BRIEF —
Print out the complete set of records below, exactly as they read.

= = = = =

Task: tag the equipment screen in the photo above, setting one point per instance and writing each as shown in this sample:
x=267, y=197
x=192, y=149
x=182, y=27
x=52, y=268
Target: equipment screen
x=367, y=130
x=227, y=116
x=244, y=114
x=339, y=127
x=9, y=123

= = = = =

RESULT —
Task: tag the equipment screen in the photo above, setting one point per instance and writing each as shown in this sample:
x=267, y=197
x=192, y=149
x=182, y=27
x=52, y=268
Target: equipment screen
x=367, y=130
x=227, y=116
x=244, y=114
x=339, y=127
x=9, y=123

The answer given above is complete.